— start Material to process —

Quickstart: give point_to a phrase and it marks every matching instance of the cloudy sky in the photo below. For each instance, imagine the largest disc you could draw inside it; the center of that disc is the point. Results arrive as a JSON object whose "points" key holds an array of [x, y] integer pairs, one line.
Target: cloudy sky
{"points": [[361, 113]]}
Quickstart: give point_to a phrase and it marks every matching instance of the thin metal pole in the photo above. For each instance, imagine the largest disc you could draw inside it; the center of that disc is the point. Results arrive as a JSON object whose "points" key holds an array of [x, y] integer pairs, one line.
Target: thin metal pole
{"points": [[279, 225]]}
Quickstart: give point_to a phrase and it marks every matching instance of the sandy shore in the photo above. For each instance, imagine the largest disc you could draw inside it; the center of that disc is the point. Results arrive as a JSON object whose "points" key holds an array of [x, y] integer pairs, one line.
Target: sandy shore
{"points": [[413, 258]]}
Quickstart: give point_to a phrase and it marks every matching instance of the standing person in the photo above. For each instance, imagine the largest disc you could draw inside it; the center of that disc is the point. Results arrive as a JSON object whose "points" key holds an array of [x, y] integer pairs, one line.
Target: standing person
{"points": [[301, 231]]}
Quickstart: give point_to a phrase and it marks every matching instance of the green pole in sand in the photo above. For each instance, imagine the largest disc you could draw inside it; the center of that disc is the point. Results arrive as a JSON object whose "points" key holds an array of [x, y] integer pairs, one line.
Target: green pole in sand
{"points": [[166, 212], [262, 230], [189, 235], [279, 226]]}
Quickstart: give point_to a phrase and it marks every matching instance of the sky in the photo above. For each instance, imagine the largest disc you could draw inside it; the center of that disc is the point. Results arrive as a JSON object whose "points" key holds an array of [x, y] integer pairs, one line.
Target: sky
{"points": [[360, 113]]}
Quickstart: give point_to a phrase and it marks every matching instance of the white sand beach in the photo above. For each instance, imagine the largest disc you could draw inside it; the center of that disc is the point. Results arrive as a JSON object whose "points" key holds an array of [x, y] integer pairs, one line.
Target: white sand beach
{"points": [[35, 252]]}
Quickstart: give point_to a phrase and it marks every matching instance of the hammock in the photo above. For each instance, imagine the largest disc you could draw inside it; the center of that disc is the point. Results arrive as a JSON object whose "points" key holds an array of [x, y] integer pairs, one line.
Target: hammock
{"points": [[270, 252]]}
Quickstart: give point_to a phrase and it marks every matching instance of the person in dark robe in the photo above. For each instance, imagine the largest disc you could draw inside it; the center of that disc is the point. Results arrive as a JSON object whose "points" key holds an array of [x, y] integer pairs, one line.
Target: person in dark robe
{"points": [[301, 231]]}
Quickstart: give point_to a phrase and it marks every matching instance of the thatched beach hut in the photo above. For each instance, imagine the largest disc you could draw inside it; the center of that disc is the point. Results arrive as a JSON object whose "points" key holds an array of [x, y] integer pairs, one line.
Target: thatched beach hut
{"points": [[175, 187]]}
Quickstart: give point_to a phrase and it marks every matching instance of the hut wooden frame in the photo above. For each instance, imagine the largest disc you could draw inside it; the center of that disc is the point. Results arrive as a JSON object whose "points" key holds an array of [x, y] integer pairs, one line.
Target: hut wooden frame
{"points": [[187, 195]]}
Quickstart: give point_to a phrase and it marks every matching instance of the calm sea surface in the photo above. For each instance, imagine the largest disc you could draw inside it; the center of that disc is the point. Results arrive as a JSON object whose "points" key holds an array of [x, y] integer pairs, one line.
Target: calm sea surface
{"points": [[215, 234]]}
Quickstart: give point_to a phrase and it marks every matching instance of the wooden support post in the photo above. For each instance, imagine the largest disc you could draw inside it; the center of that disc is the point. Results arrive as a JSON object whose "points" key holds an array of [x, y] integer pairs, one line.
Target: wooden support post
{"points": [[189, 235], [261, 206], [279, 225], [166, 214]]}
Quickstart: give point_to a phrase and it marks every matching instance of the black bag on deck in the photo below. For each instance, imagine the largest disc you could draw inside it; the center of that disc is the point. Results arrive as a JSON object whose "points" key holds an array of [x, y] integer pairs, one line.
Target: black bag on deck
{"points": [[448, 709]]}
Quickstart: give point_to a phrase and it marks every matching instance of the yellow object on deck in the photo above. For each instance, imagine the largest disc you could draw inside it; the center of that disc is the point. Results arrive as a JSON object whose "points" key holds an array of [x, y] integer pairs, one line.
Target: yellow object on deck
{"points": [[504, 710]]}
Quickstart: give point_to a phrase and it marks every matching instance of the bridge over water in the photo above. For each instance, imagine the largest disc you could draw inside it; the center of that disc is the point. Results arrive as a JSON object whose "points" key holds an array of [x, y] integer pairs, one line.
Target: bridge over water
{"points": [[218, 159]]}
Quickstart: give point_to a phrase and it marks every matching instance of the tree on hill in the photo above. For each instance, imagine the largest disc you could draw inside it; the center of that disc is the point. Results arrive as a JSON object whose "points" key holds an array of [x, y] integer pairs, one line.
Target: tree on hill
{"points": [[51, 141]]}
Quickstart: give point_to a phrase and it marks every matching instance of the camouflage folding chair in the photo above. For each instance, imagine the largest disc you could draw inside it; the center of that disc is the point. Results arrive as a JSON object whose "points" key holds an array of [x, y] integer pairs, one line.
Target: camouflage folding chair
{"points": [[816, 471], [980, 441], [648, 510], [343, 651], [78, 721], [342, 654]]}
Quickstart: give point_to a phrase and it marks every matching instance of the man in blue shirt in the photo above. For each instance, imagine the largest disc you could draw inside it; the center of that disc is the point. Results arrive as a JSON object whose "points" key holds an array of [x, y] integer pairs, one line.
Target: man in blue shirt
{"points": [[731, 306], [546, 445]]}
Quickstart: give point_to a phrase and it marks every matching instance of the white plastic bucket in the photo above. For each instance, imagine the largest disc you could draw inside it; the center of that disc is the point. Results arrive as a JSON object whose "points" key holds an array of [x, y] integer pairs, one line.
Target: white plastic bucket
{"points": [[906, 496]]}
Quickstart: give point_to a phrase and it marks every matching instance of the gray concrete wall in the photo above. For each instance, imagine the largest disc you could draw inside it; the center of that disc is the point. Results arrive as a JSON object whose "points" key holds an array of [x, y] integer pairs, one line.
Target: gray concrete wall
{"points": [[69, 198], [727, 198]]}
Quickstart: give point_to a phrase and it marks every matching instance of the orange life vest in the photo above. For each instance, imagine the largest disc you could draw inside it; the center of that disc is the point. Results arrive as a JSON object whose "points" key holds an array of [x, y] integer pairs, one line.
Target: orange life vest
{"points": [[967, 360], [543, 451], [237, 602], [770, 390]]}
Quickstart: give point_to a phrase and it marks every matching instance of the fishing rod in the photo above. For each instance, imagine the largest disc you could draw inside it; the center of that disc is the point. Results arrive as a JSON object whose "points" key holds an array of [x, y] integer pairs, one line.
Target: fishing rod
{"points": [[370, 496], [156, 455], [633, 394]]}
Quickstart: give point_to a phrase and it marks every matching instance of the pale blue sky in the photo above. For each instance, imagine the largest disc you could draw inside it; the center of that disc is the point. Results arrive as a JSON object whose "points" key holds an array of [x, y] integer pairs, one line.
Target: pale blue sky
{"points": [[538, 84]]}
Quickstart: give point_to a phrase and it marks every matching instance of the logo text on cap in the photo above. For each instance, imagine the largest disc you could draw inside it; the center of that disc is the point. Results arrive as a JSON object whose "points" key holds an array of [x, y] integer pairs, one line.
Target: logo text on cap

— end Material to process —

[The task]:
Lay out every line of the items above as a JSON list of strings, with one string per line and blank lines omitted.

[Complete response]:
[
  "Quickstart: give point_to a phrase and it marks every matching instance of the cloudy sky in the photo below. For each instance, imagine the largest disc you could draw inside it; the center of that disc is the point. Results arrive as a JSON object whose \"points\" key holds an array of [x, y] integer pairs, one line.",
  "Target: cloudy sky",
  "{\"points\": [[361, 113]]}",
  "Quickstart: give point_to a phrase and it marks every matching instance of the thin metal pole in the photo above. For each instance, imagine the largest disc you could draw inside it; the center of that disc is the point. Results arrive as a JSON object whose \"points\" key holds an array of [x, y] integer pairs, one line.",
  "Target: thin metal pole",
  "{\"points\": [[279, 225]]}",
  "Quickstart: give point_to a phrase and it marks every matching instance of the sandy shore in the photo above. For each instance, imagine the largest disc you could draw inside it; the center of that disc is the point. Results arrive as a JSON object whose \"points\" key holds an array of [x, y] integer pairs, one line.",
  "Target: sandy shore",
  "{\"points\": [[413, 258]]}",
  "Quickstart: give point_to a phrase and it marks every matching instance of the standing person in the photo above. For each instance, imagine the largest disc you could draw inside it; the center of that disc is the point. Results arrive as a JSON object whose \"points\" key holds an array of [x, y] integer pairs, one line.",
  "Target: standing person",
  "{\"points\": [[301, 231]]}",
  "Quickstart: give point_to a phrase and it marks every matching instance of the green pole in sand in the photo above. For each instance, imagine the largest disc you could draw inside it; the center of that disc is the point. Results arrive as a JSON object whose \"points\" key holds an array of [x, y] integer pairs, one line.",
  "Target: green pole in sand",
  "{\"points\": [[166, 212], [262, 230], [189, 235], [279, 226]]}",
  "Quickstart: give point_to a phrase and it marks every matching instance of the sky in the photo above. For each instance, imagine the largest disc you could draw inside it; the center of that disc is the point. Results arrive as a JSON object whose \"points\" key holds an array of [x, y] integer pairs, one line.",
  "Target: sky",
  "{\"points\": [[360, 113]]}",
  "Quickstart: give point_to a phrase and it marks every matching instance of the white sand beach in the photo above. For each instance, imagine the largest disc you could draw inside it; the center of that disc is the point. Results arrive as a JSON object whose \"points\" key holds an array of [x, y] integer pairs, one line.",
  "Target: white sand beach",
  "{\"points\": [[35, 252]]}",
  "Quickstart: give point_to a phrase and it marks every matching instance of the hammock in the photo above. For each instance, imagine the largest disc you could draw inside it; the center of that disc is the point. Results arrive as a JSON object whose \"points\" key holds an array of [x, y] integer pairs, one line.",
  "Target: hammock",
  "{\"points\": [[270, 252]]}",
  "Quickstart: give point_to a phrase and it marks every matching instance of the person in dark robe in the photo above. For each instance, imagine the largest disc you could draw inside it; the center of that disc is the point. Results arrive as a JSON object whose \"points\" key holds an array of [x, y] integer pairs, one line.",
  "Target: person in dark robe",
  "{\"points\": [[301, 231]]}",
  "Quickstart: give point_to a phrase and it marks every matching instance of the thatched beach hut in the photo above. For each instance, imagine the largest disc you could draw inside it; the center of that disc is the point. Results arrive as a JSON object whose \"points\" key holds an array of [x, y] integer pairs, one line.",
  "Target: thatched beach hut",
  "{\"points\": [[175, 187]]}",
  "Quickstart: give point_to a phrase and it marks every matching instance of the hut wooden frame in the photo above. For each instance, imagine the largest disc you could draw inside it; the center of that disc is the point. Results arrive as a JSON object whose \"points\" key holds an array of [x, y] integer pairs, one line.",
  "Target: hut wooden frame",
  "{\"points\": [[187, 195]]}",
  "Quickstart: give point_to a phrase and it marks every matching instance of the calm sea surface in the photo above. For each instance, imagine the largest disc you could draw inside it; the center of that disc is the point. Results arrive as a JSON object whose \"points\" key holds an array of [x, y] integer pairs, one line.",
  "Target: calm sea surface",
  "{\"points\": [[215, 234]]}",
  "Quickstart: give point_to a phrase and it marks every matching instance of the wooden support post in the photo above. For each instance, imagine the largest disc you could draw inside it; the center of that disc is the point. Results arrive as a JSON object whose \"points\" key holds an array of [x, y] integer pairs, one line.",
  "Target: wooden support post",
  "{\"points\": [[189, 235], [261, 206], [279, 225], [166, 214]]}",
  "Quickstart: give point_to a phrase and it marks every matching instance of the black bag on deck in the photo below. For each instance, imagine the largest disc you could draw inside it; the center of that disc is the point. Results arrive as a JSON object whose \"points\" key holds an array of [x, y] integer pairs, one line.",
  "Target: black bag on deck",
  "{\"points\": [[448, 709]]}",
  "Quickstart: give point_to a phrase and it marks every matching instance of the yellow object on deck in the photo above. For each instance, imagine the largest disc you could draw inside it; the center of that disc is the point. Results arrive as a JSON object whose \"points\" key holds an array of [x, y] integer pairs, one line.",
  "Target: yellow object on deck",
  "{\"points\": [[504, 710]]}",
  "Quickstart: give point_to a phrase and it marks every matching instance of the bridge over water in the photo above. For each instance, imagine the largest disc you could draw inside it; the center of that disc is the point. Results arrive as a JSON object whose \"points\" key holds an array of [x, y] integer pairs, one line.",
  "Target: bridge over water",
  "{\"points\": [[218, 159]]}",
  "Quickstart: give point_to a phrase and it marks every matching instance of the tree on hill in the photo above. For each instance, imagine the largest disc you could draw inside it; the center of that disc is the point. Results arrive as a JSON object whose \"points\" key holds an array of [x, y] integer pairs, one line.",
  "Target: tree on hill",
  "{\"points\": [[51, 141]]}",
  "Quickstart: give point_to a phrase and it marks every matching instance of the camouflage folding chair in the photo above. For each instance, imagine the largest disc you could draw inside it; the center of that disc is the point. Results arrive as a JSON object whose \"points\" key holds an array of [x, y] integer pairs, one line.",
  "Target: camouflage folding chair",
  "{\"points\": [[816, 471], [980, 441], [648, 510], [343, 651], [78, 721], [342, 654]]}",
  "Quickstart: give point_to a phrase and it marks every matching instance of the man in blue shirt in the photo above. For each instance, imagine the largest disc you could draw inside it; the center of that disc is the point. Results arrive as a JSON object whose \"points\" key holds an array of [x, y] integer pairs, one line.",
  "Target: man in blue shirt",
  "{\"points\": [[731, 306], [546, 445]]}",
  "Quickstart: give point_to a phrase and it marks every matching instance of the white plastic bucket in the photo above. For each instance, imagine the largest disc you could draw inside it; the center of that disc is the point. Results arrive as a JSON object whose \"points\" key holds an array of [x, y] integer pairs, one line.",
  "Target: white plastic bucket",
  "{\"points\": [[906, 496]]}",
  "Quickstart: give point_to a phrase and it marks every matching instance of the gray concrete wall in the photo above. For each instance, imagine the largest disc you could draw inside it; the center of that disc is the point. Results arrive as a JSON object whose \"points\" key holds an array of [x, y] integer pairs, one line.",
  "Target: gray concrete wall",
  "{\"points\": [[69, 198], [727, 198]]}",
  "Quickstart: give point_to a phrase and it marks every matching instance of the orange life vest in the photo above. For each instance, imagine the largest disc you could draw inside it; the center of that disc is the point. Results arrive as a JSON object whose \"points\" key holds an array of [x, y] integer pairs, one line.",
  "Target: orange life vest",
  "{\"points\": [[967, 360], [543, 451], [237, 602], [770, 390]]}",
  "Quickstart: give point_to a phrase and it marks every matching instance of the fishing rod in the photo above. For each instance, imagine the largest disc you could draw inside it; the center of that disc is the point. Results arrive as a JSON object whose \"points\" key holds an array of [x, y] integer pairs, one line.",
  "Target: fishing rod",
  "{\"points\": [[370, 496], [156, 455], [633, 394]]}",
  "Quickstart: give point_to a phrase and it marks every matching instance of the pale blue sky in the photo above. For each instance, imagine the largest disc you could draw inside it; the center of that disc is the point. Results arrive as a JSON object whose \"points\" key holds an array of [x, y] integer pairs, one line.",
  "Target: pale blue sky",
  "{\"points\": [[538, 84]]}",
  "Quickstart: give point_to a phrase and it marks every matching instance of the logo text on cap in the photo above. For each instance, imagine the largest disc you could draw inside it; the center of that disc is the point. Results arrive as a JSON object whose \"points\" key holds an array of [x, y] integer pairs, one line.",
  "Target: logo text on cap"
]